PROBLEM TO SOLVE - Restate the following records word for word without images.
··· DATA FOR PROCESSING ···
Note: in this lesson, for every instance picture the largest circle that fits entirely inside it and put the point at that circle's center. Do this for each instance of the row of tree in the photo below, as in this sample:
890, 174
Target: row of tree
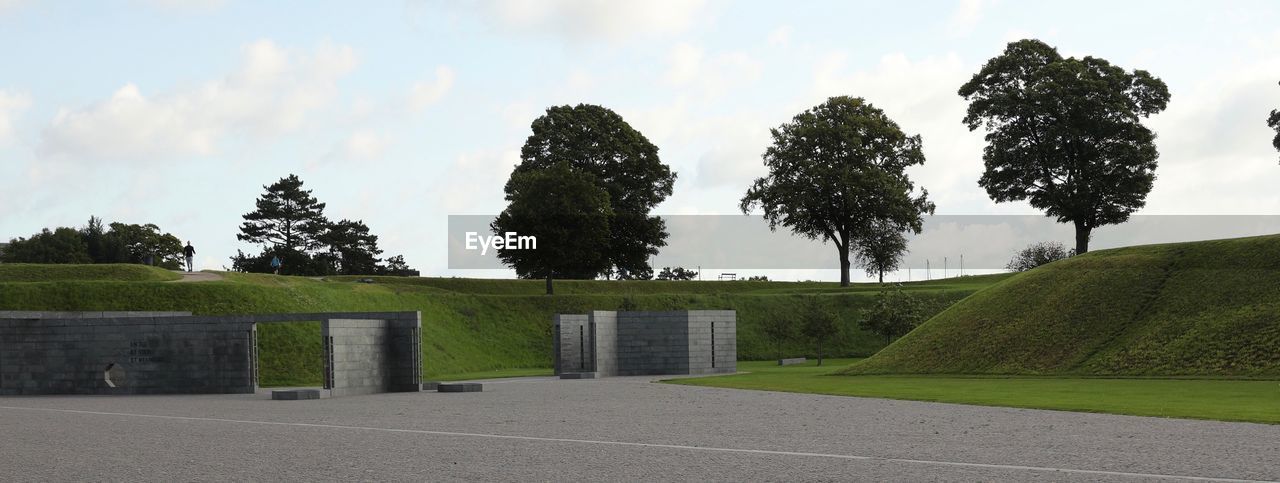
291, 226
1063, 133
95, 242
892, 315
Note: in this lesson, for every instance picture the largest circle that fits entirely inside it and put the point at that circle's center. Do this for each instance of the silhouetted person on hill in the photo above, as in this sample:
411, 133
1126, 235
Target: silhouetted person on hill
191, 256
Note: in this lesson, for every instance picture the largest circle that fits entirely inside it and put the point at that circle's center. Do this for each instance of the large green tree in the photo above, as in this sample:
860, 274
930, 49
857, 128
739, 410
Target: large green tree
352, 250
1065, 135
568, 214
289, 223
880, 250
836, 173
287, 218
599, 142
1274, 122
59, 246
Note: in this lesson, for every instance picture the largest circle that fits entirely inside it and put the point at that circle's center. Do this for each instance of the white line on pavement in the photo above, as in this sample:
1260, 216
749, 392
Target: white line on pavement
748, 451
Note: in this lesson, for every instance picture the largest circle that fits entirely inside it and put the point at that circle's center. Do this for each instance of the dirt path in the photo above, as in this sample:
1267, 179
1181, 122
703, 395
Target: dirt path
199, 277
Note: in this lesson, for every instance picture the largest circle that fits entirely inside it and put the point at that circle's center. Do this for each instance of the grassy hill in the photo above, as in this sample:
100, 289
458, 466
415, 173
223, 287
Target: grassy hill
1182, 309
469, 324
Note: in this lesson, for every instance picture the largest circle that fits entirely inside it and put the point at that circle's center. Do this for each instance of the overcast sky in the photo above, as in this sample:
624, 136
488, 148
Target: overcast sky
402, 113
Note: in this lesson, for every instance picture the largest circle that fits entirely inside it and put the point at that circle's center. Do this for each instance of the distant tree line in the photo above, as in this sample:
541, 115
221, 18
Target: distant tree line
289, 224
97, 244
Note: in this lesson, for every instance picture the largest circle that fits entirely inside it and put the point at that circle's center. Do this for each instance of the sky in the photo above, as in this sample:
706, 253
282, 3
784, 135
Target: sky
403, 113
···
RESPONSE BELOW -
Note: in this lesson, for every instance picture the largest circle that fits entirely inside it and put the point at that circle's center. Do this for each instance of the row of tree in the photo below, as in this sample:
890, 174
Target: row of tree
291, 226
1063, 133
95, 242
892, 315
Note: in this lesson, for every instance picture the largest circle that fits entirely inside it and put the point at that circle's center. Do this for each instance of the silhouetted person on hill in the photo above, as in this sample:
411, 133
1126, 235
Target: silhouetted person on hill
191, 256
Note: in this lesson, for every instance picture the largest circle that fits entirely inside it and put the point at that circle's center. Do this for each instance of the large green tree in the photo above, as in this sample:
860, 274
930, 49
857, 128
739, 410
Target: large green tree
352, 250
1065, 135
568, 214
289, 223
880, 250
836, 173
287, 218
599, 142
1274, 122
59, 246
Note: in this lesson, for every instance picture the largest circle that fits entirely inside it and put the point at that circle's center. Do this for each instance of the white line on pavement in the photo above, as in this sample:
1260, 216
749, 392
Target: white line on pavement
748, 451
Note: in this lesson, for every instance picture the largest circle that fits entirely inside it and put the point at that circle's center. Do this for each instance of the dirt path in the photo above, as in this sample:
1267, 179
1181, 122
703, 395
Target: dirt path
199, 277
Note: in this lesson, for every instance picture the largest circle that fits entirely inside it and put the point at that circle's center. Do this for each instance of the grassy hill in the photo above, as in this sample:
100, 289
458, 466
415, 173
223, 287
Target: grassy hill
1182, 309
469, 324
Note: in this lesson, for every instance picture the largest circle that fits entirely inside it and put the point at that circle's center. Do this for each instance of the overcast sky in the photo above, as in this sample:
624, 136
488, 148
Target: overcast sky
402, 113
Note: in this lesson, for every instance picture the largest circle that fits entirely inside it and put the point at that circle's center. Do this for each instance of the distant tree line in the photo above, as in this sample:
541, 115
221, 18
Target: distant tree line
289, 224
97, 244
Note: in this lesson, for every instance picture the largest circle that fits entirely inside it and put the point at that circle's center. Do this for each instance of the sky in the photo above, as in this sample:
706, 253
282, 3
784, 135
Target: sky
403, 113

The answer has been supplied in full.